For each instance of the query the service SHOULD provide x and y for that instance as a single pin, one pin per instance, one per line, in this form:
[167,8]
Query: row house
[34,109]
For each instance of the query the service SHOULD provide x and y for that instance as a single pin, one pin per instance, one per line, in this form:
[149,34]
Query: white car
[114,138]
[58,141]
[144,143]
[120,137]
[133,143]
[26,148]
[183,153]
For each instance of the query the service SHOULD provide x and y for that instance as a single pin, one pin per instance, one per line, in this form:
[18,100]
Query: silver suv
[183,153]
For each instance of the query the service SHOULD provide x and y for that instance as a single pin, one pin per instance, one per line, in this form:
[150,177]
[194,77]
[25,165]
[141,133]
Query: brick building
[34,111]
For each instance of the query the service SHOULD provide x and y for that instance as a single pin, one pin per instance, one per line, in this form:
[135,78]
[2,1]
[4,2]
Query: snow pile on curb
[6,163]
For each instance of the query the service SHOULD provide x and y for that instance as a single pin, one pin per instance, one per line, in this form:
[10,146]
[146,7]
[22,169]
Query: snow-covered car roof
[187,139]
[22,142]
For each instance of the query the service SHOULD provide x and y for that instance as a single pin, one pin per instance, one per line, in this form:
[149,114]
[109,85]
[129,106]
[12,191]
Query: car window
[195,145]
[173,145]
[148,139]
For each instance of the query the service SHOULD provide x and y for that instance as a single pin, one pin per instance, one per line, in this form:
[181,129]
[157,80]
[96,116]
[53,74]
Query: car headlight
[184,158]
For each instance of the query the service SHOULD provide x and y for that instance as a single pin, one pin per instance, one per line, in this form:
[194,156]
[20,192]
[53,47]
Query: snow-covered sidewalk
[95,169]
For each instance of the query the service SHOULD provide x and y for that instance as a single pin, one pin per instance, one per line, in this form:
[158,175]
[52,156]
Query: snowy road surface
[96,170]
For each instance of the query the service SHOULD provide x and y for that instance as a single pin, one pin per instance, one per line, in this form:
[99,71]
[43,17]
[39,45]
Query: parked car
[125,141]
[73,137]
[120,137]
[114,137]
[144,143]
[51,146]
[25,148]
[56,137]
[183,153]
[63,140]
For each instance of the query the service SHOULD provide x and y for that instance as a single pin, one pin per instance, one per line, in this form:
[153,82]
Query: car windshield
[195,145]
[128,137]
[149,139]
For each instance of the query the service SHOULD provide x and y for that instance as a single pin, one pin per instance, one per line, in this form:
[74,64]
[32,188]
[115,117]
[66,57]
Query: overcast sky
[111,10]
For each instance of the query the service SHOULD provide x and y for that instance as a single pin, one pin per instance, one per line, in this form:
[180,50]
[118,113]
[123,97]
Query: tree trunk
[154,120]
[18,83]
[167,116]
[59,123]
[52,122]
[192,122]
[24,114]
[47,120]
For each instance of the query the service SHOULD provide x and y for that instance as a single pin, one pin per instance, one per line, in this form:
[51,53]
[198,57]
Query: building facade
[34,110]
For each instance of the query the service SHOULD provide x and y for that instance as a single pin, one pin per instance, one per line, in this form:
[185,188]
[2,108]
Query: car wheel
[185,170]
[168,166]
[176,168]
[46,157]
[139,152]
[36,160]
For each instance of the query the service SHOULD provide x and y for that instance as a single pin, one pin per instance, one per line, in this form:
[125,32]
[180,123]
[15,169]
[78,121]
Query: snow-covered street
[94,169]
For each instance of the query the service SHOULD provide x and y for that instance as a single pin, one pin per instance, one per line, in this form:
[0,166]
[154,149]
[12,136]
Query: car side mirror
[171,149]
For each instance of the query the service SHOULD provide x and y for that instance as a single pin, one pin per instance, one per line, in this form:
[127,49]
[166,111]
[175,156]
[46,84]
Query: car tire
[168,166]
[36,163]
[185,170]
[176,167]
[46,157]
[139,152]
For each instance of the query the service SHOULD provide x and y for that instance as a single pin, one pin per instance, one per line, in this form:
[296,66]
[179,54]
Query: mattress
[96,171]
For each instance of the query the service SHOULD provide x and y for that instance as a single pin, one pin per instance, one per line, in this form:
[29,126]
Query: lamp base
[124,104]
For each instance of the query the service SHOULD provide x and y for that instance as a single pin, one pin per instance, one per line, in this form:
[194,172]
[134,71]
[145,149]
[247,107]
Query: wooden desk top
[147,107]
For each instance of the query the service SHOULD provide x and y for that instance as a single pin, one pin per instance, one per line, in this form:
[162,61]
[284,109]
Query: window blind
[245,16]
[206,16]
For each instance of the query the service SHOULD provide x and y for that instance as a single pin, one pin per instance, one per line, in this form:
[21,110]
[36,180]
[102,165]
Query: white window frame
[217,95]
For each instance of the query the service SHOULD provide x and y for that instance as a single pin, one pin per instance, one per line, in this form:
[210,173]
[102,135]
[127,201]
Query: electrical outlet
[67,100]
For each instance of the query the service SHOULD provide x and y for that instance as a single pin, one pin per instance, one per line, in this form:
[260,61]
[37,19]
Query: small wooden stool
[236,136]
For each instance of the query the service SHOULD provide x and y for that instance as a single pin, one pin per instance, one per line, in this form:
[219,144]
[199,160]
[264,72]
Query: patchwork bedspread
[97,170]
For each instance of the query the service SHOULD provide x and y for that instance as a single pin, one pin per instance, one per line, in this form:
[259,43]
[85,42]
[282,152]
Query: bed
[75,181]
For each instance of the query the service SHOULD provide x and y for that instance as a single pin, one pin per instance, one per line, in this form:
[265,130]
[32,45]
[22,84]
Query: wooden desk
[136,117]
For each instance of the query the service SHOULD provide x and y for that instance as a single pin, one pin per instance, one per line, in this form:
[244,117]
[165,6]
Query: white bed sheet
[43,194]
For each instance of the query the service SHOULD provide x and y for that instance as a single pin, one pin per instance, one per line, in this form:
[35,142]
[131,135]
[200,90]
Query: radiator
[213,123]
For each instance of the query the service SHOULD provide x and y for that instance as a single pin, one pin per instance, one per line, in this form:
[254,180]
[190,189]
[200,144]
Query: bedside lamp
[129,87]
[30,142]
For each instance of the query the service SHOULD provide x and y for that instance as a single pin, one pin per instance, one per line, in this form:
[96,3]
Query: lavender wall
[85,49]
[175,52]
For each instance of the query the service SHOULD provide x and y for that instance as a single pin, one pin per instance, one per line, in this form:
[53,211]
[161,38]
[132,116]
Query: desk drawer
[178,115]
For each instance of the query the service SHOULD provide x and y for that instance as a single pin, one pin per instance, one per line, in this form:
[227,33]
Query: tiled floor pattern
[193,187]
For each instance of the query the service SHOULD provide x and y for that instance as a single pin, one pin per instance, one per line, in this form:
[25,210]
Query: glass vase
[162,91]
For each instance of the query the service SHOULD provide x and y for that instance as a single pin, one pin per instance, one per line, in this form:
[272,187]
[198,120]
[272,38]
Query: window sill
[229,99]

───

__What to produce__: Repeat the material above in full, exactly as it stands.

__Worked solution__:
For each instance of the query the service SHOULD provide x and y for that instance as a single pin, one pin per instance, one per line, in this form:
[167,8]
Query: row house
[34,109]
For each instance of the query the service SHOULD provide x and y for that instance as a single pin, one pin per instance, one per line, in this form:
[149,34]
Query: white car
[114,138]
[58,141]
[144,143]
[120,137]
[133,143]
[26,148]
[183,153]
For each instance of the query the service SHOULD provide x and y for that instance as a single pin, one pin per instance, one per line, in this form:
[18,100]
Query: silver suv
[183,153]
For each instance of the query the service SHOULD provide x and y for that instance as a single pin, one pin per instance, one per line, in this form:
[150,177]
[194,77]
[25,165]
[141,133]
Query: brick building
[34,111]
For each instance of the query the service SHOULD provide x and y for that instance as a single pin, one pin per instance, one per line, in this form:
[135,78]
[2,1]
[4,2]
Query: snow pile on curb
[6,163]
For each instance of the query the service SHOULD provide x and y for that instance as a single pin, one pin per instance, one per line, in this form:
[10,146]
[146,7]
[22,169]
Query: snow-covered car roof
[187,139]
[22,142]
For each instance of the query the service SHOULD provide x and y for that instance as a single pin, one pin per instance, one per line, in this form:
[149,114]
[109,85]
[129,106]
[12,191]
Query: car window
[195,145]
[173,145]
[148,139]
For each instance of the query the service SHOULD provide x and y for that instance as a single pin, one pin per instance, one per line, in this form:
[181,129]
[157,80]
[96,116]
[53,74]
Query: car headlight
[184,158]
For each instance of the query the service SHOULD provide x and y for that instance as a single pin, one pin per instance, one per line, in this form:
[194,156]
[20,192]
[53,47]
Query: snow-covered sidewalk
[95,169]
For each instance of the query the service SHOULD provide x and y for that instance as a single pin, one pin per instance, one per line, in this form:
[158,175]
[52,156]
Query: snowy road surface
[96,170]
For each instance of the query the service SHOULD provide x and y for that instance as a single pin, one pin per instance, one per line, in this form:
[99,71]
[43,17]
[39,45]
Query: parked car
[125,141]
[73,137]
[120,137]
[114,137]
[144,143]
[51,146]
[25,148]
[56,137]
[183,153]
[63,140]
For each instance of the query the service SHOULD provide x and y for that instance as a single pin, one pin per instance, one per line, in this form:
[153,82]
Query: car windshield
[195,145]
[128,137]
[149,139]
For each instance of the query the service SHOULD provide x and y for that instance as a single pin, one pin per instance, one per line, in this form:
[74,64]
[32,188]
[115,117]
[66,57]
Query: overcast sky
[111,10]
For each instance of the query the service SHOULD provide x and y for that instance as a single pin, one pin per instance, one per line, in this form:
[180,50]
[118,113]
[123,97]
Query: tree trunk
[154,120]
[18,83]
[167,116]
[59,123]
[52,122]
[192,122]
[24,114]
[47,120]
For each instance of the query the service SHOULD provide x and y for that instance as a single pin, one pin per instance, one per line, in this form:
[51,53]
[198,57]
Query: building facade
[34,110]
For each instance of the query the service SHOULD provide x and y for that instance as a single pin, one pin per instance, one per line, in this form:
[185,188]
[2,108]
Query: car wheel
[185,170]
[168,166]
[176,168]
[46,157]
[139,152]
[36,160]
For each instance of the query the service SHOULD provide x and y for that instance as a single pin, one pin per instance, one per line, in this form:
[125,32]
[180,123]
[15,169]
[78,121]
Query: snow-covered street
[94,169]
For each instance of the query the service SHOULD provide x and y for that instance as a single pin, one pin per instance, one per line, in this form:
[0,166]
[154,149]
[12,136]
Query: car side mirror
[171,149]
For each instance of the query the service SHOULD provide x and y for that instance as a single pin, one pin per instance, one per line, in this form:
[127,49]
[166,111]
[175,156]
[46,84]
Query: car tire
[168,166]
[36,163]
[185,170]
[176,167]
[46,157]
[139,152]
For each instance of the query the service SHOULD provide x and y for that instance as a single pin, one pin per instance, one per line, in this form:
[296,66]
[179,54]
Query: mattress
[96,171]
For each instance of the query the service SHOULD provide x and y for that instance as a single pin, one pin per instance, one per line, in this form:
[29,126]
Query: lamp base
[124,104]
For each instance of the query the service SHOULD provide x and y for that instance as a single pin, one pin per instance, one per line, in this form:
[194,172]
[134,71]
[145,149]
[247,107]
Query: wooden desk top
[147,107]
For each instance of the query the service SHOULD provide x and y for that instance as a single pin, one pin per instance, one per line, in this form:
[162,61]
[284,109]
Query: window blind
[245,16]
[206,16]
For each instance of the query the service SHOULD provide x and y for that instance as a single pin, one pin per instance, one per line, in this form:
[21,110]
[36,180]
[102,165]
Query: white window frame
[217,95]
For each instance of the query the service SHOULD provide x and y for that instance as a single pin, one pin per instance, one per line, in this form:
[210,173]
[102,135]
[127,201]
Query: electrical outlet
[67,100]
For each instance of the query the service SHOULD provide x and y for that instance as a single pin, one pin per instance, one per line, in this form:
[260,61]
[37,19]
Query: small wooden stool
[236,136]
For each instance of the query the service SHOULD provide x and y for that instance as a single pin, one pin per instance, one per line, in this form:
[219,144]
[199,160]
[264,72]
Query: patchwork bedspread
[97,170]
For each instance of the query the service SHOULD provide x and y for that instance as a single pin, one pin per instance, one per line, in this form:
[259,43]
[85,42]
[282,152]
Query: bed
[75,181]
For each instance of the query the service SHOULD provide x and y for that instance as a single pin, one pin per instance, one per line, in this form:
[265,130]
[32,45]
[22,84]
Query: wooden desk
[136,117]
For each instance of the query the service SHOULD provide x and y for that instance as a single pin, one pin per instance, one per line, in this form:
[244,117]
[165,6]
Query: white bed sheet
[43,194]
For each instance of the query the service SHOULD provide x and y for that instance as a single pin, one pin per instance, one per line, in this form:
[35,142]
[131,135]
[200,90]
Query: radiator
[213,123]
For each instance of the query the service SHOULD provide x and y for that instance as a single pin, one pin per instance, one per line, in this form:
[254,180]
[190,189]
[200,144]
Query: bedside lamp
[129,87]
[30,142]
For each instance of the query the service SHOULD provide x and y for that instance as a single pin, one pin per instance, one per line, in this form:
[96,3]
Query: lavender wall
[85,49]
[175,52]
For each instance of the query the service SHOULD provide x and y for that instance as a single pin, one pin per instance, one per line, in this form:
[53,211]
[161,38]
[132,116]
Query: desk drawer
[178,115]
For each instance of the query the service SHOULD provide x and y for that instance as a single pin, one pin per instance, one per line, in this form:
[227,33]
Query: tiled floor pattern
[193,187]
For each instance of the query the service SHOULD provide x and y for that instance as a single pin, one pin per instance, one per line, in this form:
[25,210]
Query: glass vase
[162,91]
For each instance of the query the service SHOULD provide x and y for that instance as a single pin, one pin per instance, one per line, in this form:
[272,187]
[198,120]
[272,38]
Query: window sill
[229,99]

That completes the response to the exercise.